§ RECORDS TO PROCESS:
>> START
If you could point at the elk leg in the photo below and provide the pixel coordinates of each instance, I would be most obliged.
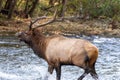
(58, 72)
(93, 73)
(50, 69)
(84, 74)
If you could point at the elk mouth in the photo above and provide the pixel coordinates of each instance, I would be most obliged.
(18, 36)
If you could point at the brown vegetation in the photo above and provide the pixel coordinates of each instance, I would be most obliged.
(79, 27)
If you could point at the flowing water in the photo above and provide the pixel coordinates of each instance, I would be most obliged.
(18, 62)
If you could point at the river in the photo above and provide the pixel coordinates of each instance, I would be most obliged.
(18, 62)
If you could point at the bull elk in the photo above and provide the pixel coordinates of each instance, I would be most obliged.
(58, 50)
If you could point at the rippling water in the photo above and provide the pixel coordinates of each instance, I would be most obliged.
(18, 62)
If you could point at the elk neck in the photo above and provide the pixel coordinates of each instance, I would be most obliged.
(38, 44)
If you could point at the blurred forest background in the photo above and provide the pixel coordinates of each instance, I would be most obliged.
(79, 8)
(71, 9)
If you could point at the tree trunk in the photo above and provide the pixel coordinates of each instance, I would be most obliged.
(34, 4)
(63, 8)
(11, 8)
(1, 4)
(26, 9)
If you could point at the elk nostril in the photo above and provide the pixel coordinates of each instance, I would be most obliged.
(18, 34)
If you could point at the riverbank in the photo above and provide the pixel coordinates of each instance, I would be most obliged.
(78, 27)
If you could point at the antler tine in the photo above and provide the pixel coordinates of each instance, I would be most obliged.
(51, 21)
(32, 22)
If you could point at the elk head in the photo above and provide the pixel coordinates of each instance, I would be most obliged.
(26, 36)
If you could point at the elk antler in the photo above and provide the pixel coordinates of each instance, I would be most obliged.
(31, 23)
(51, 21)
(43, 17)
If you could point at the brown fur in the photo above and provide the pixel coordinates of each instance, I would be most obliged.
(58, 50)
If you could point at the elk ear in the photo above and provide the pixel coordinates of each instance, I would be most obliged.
(36, 31)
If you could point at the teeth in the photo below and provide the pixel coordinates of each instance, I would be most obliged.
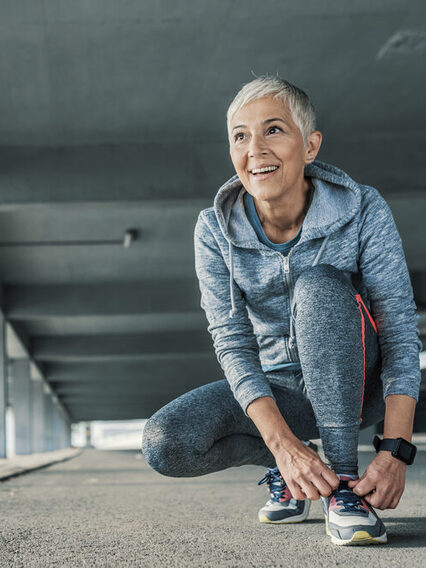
(264, 170)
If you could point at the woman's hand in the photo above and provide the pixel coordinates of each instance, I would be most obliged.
(305, 473)
(383, 482)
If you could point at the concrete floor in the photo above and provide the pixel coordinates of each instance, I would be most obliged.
(111, 509)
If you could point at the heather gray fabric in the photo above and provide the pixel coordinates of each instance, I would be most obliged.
(206, 430)
(246, 288)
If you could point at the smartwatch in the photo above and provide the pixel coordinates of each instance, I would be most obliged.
(400, 448)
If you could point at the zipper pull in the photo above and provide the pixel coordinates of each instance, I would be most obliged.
(286, 265)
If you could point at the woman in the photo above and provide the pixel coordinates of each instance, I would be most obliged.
(306, 290)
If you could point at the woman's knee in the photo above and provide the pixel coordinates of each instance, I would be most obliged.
(157, 445)
(163, 446)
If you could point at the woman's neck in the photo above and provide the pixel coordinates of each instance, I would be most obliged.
(287, 218)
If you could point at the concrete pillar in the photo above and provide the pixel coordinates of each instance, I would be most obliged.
(38, 422)
(58, 426)
(21, 400)
(3, 385)
(48, 421)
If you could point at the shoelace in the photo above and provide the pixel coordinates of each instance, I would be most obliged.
(277, 487)
(350, 501)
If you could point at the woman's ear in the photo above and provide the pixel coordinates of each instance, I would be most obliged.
(313, 145)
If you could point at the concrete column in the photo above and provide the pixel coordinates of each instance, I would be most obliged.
(48, 421)
(58, 425)
(38, 422)
(3, 386)
(21, 400)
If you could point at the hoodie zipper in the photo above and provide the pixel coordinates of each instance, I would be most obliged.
(286, 262)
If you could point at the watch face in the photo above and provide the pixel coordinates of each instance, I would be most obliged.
(406, 451)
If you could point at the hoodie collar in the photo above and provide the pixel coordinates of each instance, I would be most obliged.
(335, 201)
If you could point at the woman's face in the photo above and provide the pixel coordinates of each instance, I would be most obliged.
(263, 134)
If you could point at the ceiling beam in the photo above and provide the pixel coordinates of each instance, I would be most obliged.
(68, 300)
(142, 346)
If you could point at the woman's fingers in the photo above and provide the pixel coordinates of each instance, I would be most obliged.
(296, 491)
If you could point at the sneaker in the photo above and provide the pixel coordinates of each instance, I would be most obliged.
(281, 506)
(349, 519)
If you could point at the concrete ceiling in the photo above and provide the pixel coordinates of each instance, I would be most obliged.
(112, 119)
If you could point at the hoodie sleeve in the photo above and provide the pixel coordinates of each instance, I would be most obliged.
(385, 274)
(234, 341)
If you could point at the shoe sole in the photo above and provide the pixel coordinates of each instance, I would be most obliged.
(359, 538)
(289, 520)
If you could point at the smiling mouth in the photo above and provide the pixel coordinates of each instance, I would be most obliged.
(265, 170)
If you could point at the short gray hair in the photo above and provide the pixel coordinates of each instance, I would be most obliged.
(301, 108)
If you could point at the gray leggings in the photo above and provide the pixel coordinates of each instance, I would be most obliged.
(205, 429)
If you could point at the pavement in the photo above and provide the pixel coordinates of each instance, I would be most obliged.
(108, 508)
(18, 465)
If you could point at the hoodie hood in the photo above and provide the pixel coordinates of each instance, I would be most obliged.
(336, 199)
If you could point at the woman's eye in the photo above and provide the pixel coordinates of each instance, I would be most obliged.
(274, 129)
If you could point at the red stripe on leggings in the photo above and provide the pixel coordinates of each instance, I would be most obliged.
(358, 297)
(359, 300)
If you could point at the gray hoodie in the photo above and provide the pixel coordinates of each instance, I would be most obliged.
(246, 287)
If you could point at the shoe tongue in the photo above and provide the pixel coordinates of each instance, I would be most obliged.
(343, 485)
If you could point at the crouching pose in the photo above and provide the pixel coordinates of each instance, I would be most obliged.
(309, 302)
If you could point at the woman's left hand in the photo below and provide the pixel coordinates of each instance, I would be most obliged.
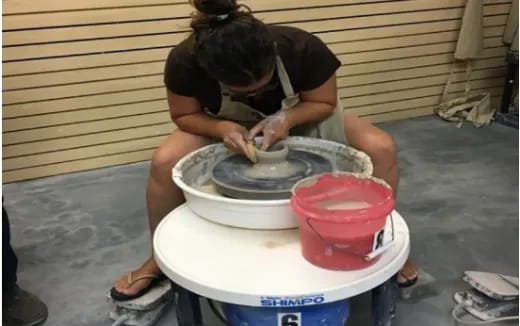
(274, 128)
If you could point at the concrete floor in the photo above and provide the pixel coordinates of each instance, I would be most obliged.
(74, 234)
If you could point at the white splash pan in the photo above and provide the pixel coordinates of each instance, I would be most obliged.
(194, 170)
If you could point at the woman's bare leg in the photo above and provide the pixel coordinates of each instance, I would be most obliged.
(380, 146)
(162, 195)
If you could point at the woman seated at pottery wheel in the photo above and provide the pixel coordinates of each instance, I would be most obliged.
(235, 78)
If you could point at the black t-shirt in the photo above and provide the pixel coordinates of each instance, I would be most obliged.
(308, 61)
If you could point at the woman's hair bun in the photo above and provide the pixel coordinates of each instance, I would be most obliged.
(215, 7)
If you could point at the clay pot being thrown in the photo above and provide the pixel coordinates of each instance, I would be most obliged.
(271, 164)
(271, 177)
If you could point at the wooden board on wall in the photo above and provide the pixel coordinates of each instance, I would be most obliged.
(82, 80)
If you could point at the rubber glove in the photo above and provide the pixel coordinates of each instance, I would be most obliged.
(274, 128)
(234, 136)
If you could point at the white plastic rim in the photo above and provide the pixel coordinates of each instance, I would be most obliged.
(251, 214)
(245, 271)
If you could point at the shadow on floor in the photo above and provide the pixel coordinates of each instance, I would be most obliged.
(76, 233)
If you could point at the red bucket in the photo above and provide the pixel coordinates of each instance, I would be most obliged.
(342, 218)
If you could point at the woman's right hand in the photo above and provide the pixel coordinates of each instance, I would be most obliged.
(234, 136)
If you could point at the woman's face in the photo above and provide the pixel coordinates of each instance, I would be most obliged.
(264, 84)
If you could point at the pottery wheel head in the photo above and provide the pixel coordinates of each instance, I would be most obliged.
(236, 177)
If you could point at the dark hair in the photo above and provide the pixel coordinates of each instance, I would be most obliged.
(230, 43)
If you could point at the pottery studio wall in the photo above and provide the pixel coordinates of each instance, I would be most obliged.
(82, 80)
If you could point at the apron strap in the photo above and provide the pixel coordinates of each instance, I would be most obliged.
(284, 78)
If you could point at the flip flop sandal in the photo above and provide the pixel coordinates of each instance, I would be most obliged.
(118, 296)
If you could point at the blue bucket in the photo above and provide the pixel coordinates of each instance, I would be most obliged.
(326, 314)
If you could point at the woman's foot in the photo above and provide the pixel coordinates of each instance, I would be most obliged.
(130, 286)
(408, 274)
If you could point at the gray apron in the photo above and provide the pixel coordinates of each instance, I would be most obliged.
(332, 128)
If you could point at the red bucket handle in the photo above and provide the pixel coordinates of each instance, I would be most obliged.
(371, 255)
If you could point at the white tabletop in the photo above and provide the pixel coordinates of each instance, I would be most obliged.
(247, 266)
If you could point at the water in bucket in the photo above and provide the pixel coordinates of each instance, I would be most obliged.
(342, 218)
>> END
§ SET PROBLEM: Find "If you could point at the woman's foot" in the data above, then repeat that line and all lines after it exactly, ending with the final line.

§ TASK RESPONSE:
If you could point at the woman's foot in the photo above and provide the pixel coordinates of each instance, I would be most obliged.
(130, 286)
(408, 274)
If you could point at the gray apron in the photo above and provide the pixel coordinates of each instance, I would be most obliged.
(332, 128)
If you could point at the red bucket handle in the photo above and provide the pixel coordinates of each instance, I would be most obliged.
(371, 255)
If you could point at the white tabletop in the photo above and provide the pixel coordinates of each instance, I would be most obliged.
(247, 266)
If you could point at the water in bucket in the photo above and provide the pixel coordinates of each instance, I would be most obliged.
(342, 218)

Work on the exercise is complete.